▸ **課題 1**:
次の本文について答えてください。
(a) ミュージカル「憂国のモリアーティ」の初演はいつですか。
(b) 筆者がOp.5で全通した大阪公演は何公演ですか。
(c) 「HIGH CARD the STAGE - CRACK A HAND」の脚本を担当するのは誰ですか。

ヘロヘロ東京観劇旅行記


〈大まかなあらすじ〉

田舎住み観劇オタクの筆者は、ある舞台を見に行くため東京旅行へ。しかし出発前夜に急に嘔吐! 死にかけながら東京に向かい、そして帰ったこの悲しみを供養するために書いている旅行記である。

※一部不快な表現が入っている場合があります。
※私の気持ちを成仏させるためだけの文章です。
※旅行中、手洗い・消毒等感染対策は入念に行っています。

〈Prologue〉

ミュージカル「憂国のモリアーティ」シリーズが大好きだ。

「憂国のモリアーティ」は、集英社ジャンプスクエアで連載されている長編マンガである(第1部全19巻、現在は番外編の「憂国のモリアーティ-The Remains-」が連載中)。シャーロック・ホームズの宿敵であるジェームズ・モリアーティを主人公とし、モリアーティが操る華麗な犯罪を名探偵シャーロック・ホームズが追う推理ものであり、バトルものであり、そしてクソデカ感情マンガである。異論は認める。大好きだ。
そして本作を2.5次元ミュージカル化した、ミュージカル「憂国のモリアーティ」(通称モリミュ)は、2019年5月の初演を皮切りにほぼ毎年(コロナ禍でも!)上演が続けられ、2023年8~9月の5作目で一区切りを終えた。
私は2021年9月、無料配信されていた2作品をなんとなくみたことをきっかけに、即Blu-rayを集め、舐めるように見返し、CDも買って全曲歌えるようになり、2023年1月のOp.4は大阪3公演、8月のOp.5は大阪6公演を全通した。2.5舞台をほぼ見たことがなかったのにこの熱量である。みなさんも見てください。
しかし先述した通り、モリミュはOp.5を機にいったん一区切りがついてしまった。私はOp.6の続編もしくは5作品の再演を望んでいます。が……。今年夏にコンサートがあり、それも何らかの形で見るつもりではいるが、ジャンルを問わず演劇が好きな私としてはやはり舞台が見たい。

そんな中、ある舞台の情報が流れてきた。

「HIGH CARD the STAGE - CRACK A HAND」

「HIGH CARD」というアニメは以前から知っていて、見てはいなかったが世界観好きだし面白そうだなと思っていた。ふーん、2.5舞台になるんだーというくらいの気持ちだったが、私が戦慄したのはその後である。

演出 山本一慶(ミュージカル「憂国のモリアーティ」ルイス・ジェームズ・モリアーティ役)
脚本 西森英行(ミュージカル「憂国のモリアーティ」脚本・演出)

ポイント形式のアノテーションデータ:
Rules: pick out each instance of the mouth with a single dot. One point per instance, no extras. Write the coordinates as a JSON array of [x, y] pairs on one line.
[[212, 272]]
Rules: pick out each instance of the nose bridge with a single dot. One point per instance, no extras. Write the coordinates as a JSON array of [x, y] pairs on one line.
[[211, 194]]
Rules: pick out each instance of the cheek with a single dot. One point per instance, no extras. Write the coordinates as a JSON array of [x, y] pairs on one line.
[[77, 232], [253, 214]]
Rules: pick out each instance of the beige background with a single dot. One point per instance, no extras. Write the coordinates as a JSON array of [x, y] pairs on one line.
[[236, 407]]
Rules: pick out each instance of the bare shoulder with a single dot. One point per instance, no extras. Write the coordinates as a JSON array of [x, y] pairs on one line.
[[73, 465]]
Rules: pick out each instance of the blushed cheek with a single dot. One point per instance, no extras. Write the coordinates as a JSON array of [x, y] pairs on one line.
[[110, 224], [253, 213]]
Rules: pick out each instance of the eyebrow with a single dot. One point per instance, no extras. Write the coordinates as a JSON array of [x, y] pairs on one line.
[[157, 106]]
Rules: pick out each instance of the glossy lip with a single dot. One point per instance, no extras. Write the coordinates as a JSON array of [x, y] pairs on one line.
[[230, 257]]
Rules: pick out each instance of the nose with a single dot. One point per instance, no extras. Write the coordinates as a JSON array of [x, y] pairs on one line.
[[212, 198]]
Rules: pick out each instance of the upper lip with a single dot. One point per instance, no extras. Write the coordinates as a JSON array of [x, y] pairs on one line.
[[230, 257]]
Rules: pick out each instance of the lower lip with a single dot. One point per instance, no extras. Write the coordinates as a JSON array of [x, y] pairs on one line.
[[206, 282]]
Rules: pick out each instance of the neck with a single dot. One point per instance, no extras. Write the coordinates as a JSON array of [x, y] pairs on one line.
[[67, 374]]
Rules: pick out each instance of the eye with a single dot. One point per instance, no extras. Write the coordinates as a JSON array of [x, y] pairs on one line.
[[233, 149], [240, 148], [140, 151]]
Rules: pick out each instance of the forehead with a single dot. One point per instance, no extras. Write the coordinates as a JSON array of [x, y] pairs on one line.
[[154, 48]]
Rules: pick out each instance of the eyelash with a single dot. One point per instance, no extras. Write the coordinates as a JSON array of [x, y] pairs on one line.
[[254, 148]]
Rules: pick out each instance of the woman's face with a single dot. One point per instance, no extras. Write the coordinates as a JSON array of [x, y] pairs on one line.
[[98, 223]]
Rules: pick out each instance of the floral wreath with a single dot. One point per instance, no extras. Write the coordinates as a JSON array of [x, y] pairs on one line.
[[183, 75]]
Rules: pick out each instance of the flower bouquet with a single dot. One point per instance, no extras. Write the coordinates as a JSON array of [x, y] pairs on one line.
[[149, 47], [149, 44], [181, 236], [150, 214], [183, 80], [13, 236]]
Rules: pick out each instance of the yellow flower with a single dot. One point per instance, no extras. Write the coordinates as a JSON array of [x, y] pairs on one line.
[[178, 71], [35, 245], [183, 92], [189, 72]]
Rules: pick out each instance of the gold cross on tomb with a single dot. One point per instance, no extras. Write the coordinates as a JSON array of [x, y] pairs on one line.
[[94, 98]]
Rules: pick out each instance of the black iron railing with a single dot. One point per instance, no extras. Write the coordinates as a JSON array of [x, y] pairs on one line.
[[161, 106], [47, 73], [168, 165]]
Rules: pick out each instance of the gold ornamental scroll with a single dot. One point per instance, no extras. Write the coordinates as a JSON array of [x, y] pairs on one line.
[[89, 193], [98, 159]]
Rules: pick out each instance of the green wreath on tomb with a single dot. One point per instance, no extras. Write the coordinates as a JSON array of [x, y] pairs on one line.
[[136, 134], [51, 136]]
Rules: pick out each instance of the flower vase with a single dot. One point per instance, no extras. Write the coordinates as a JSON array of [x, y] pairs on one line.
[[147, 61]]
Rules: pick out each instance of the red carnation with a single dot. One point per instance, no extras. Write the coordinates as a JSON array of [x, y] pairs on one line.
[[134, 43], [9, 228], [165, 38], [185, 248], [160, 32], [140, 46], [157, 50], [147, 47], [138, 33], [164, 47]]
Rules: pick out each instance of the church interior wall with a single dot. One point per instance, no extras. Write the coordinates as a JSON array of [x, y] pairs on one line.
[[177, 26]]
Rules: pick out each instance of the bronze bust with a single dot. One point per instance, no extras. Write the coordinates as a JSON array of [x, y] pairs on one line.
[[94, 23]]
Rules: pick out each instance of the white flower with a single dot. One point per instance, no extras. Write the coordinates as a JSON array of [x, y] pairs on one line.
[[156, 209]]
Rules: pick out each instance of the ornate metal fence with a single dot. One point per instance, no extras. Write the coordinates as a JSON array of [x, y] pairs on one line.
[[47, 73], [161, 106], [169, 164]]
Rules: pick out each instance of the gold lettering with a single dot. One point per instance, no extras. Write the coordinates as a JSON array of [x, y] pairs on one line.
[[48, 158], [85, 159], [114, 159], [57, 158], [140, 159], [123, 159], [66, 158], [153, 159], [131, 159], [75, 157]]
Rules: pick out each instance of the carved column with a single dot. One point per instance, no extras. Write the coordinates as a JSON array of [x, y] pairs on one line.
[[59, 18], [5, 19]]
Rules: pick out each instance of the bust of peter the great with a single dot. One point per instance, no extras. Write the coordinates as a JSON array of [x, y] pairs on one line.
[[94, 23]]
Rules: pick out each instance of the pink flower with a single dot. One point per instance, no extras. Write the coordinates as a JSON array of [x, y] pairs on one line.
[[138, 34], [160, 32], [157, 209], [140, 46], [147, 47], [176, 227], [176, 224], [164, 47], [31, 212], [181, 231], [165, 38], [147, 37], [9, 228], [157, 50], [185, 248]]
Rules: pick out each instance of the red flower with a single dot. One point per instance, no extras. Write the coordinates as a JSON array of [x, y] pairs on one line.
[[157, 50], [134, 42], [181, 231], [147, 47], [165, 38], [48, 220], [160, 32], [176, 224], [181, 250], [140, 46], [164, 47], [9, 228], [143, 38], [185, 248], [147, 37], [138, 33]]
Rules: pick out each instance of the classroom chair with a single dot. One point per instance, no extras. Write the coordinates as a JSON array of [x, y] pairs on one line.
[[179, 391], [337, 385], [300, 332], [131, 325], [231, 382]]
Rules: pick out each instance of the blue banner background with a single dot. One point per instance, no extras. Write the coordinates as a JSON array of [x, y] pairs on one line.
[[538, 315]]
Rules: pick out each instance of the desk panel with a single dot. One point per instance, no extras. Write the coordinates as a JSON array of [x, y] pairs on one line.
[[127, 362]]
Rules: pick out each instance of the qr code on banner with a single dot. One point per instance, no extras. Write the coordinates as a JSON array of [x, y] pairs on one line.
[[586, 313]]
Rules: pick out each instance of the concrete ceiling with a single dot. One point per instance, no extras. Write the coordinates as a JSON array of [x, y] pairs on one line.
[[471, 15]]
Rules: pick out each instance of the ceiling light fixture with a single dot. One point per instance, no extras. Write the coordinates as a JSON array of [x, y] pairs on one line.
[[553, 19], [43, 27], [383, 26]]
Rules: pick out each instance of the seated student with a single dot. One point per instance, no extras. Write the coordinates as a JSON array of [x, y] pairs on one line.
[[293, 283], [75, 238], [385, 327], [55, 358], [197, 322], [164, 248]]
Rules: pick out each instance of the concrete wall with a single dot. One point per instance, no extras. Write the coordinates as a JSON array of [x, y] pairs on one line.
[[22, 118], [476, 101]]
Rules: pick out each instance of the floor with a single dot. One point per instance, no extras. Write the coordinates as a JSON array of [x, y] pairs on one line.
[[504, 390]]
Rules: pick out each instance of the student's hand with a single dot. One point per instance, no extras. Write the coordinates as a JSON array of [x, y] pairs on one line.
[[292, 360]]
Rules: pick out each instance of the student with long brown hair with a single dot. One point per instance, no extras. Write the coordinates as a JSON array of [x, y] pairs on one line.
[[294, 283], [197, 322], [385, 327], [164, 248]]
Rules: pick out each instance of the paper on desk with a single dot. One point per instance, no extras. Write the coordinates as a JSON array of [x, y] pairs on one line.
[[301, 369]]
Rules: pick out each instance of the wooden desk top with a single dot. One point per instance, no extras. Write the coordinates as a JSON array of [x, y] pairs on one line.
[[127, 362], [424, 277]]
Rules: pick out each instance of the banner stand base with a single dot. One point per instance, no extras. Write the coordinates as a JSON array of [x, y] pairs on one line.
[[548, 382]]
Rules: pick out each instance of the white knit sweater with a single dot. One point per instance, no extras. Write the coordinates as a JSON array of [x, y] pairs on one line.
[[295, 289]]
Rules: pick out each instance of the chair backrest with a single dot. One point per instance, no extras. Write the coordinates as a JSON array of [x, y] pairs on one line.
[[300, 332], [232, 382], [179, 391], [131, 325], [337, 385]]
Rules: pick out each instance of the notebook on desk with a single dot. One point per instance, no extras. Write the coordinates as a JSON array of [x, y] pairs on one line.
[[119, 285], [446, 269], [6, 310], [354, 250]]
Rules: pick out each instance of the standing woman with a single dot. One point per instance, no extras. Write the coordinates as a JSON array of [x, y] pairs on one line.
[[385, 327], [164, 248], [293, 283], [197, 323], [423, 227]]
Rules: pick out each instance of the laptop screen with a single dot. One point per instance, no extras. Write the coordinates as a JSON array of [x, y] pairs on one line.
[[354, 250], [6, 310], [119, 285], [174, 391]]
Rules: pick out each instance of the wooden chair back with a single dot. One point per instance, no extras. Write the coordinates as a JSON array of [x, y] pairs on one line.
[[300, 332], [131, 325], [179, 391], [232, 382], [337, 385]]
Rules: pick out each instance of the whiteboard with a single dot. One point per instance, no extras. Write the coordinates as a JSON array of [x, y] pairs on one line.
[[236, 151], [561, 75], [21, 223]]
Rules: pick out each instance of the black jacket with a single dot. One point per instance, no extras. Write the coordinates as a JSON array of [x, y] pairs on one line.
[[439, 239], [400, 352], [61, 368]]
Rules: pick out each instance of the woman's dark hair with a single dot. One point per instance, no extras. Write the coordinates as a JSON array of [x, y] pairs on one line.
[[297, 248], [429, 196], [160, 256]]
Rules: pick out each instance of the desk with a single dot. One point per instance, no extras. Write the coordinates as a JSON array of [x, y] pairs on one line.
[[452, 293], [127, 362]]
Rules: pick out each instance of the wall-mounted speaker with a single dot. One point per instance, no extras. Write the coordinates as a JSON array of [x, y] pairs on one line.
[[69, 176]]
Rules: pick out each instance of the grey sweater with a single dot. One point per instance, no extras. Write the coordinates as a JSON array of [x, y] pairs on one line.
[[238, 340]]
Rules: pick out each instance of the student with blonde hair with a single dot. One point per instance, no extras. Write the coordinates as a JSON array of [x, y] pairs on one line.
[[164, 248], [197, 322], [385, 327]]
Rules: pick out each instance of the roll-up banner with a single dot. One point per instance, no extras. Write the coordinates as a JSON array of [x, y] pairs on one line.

▸ **課題 2**: エントリーの、「Rules: pick out each instance of the chair」を含む行から「[[300, 332], [131, 325], [179, 391], [232, 382], [337, 385]]」を含む行までを、「laptop screen」を「monitor screen」に置き換えて書き直してください。ほかの部分はそのまま残してください。

▸ **解答 1**:
(a) 2019年5月
(b) 6公演
(c) 西森英行

▸ **解答 2**:
Rules: pick out each instance of the chair backrest with a single dot. One point per instance, no extras. Write the coordinates as a JSON array of [x, y] pairs on one line.
[[300, 332], [232, 382], [179, 391], [131, 325], [337, 385]]
Rules: pick out each instance of the notebook on desk with a single dot. One point per instance, no extras. Write the coordinates as a JSON array of [x, y] pairs on one line.
[[119, 285], [446, 269], [6, 310], [354, 250]]
Rules: pick out each instance of the standing woman with a single dot. One point per instance, no extras. Write the coordinates as a JSON array of [x, y] pairs on one line.
[[385, 327], [164, 248], [293, 283], [197, 323], [423, 227]]
Rules: pick out each instance of the monitor screen with a single dot. One point per instance, no extras. Write the coordinates as a JSON array of [x, y] pairs on one line.
[[354, 250], [6, 310], [119, 285], [174, 391]]
Rules: pick out each instance of the wooden chair back with a single dot. One point per instance, no extras. Write the coordinates as a JSON array of [x, y] pairs on one line.
[[300, 332], [131, 325], [179, 391], [232, 382], [337, 385]]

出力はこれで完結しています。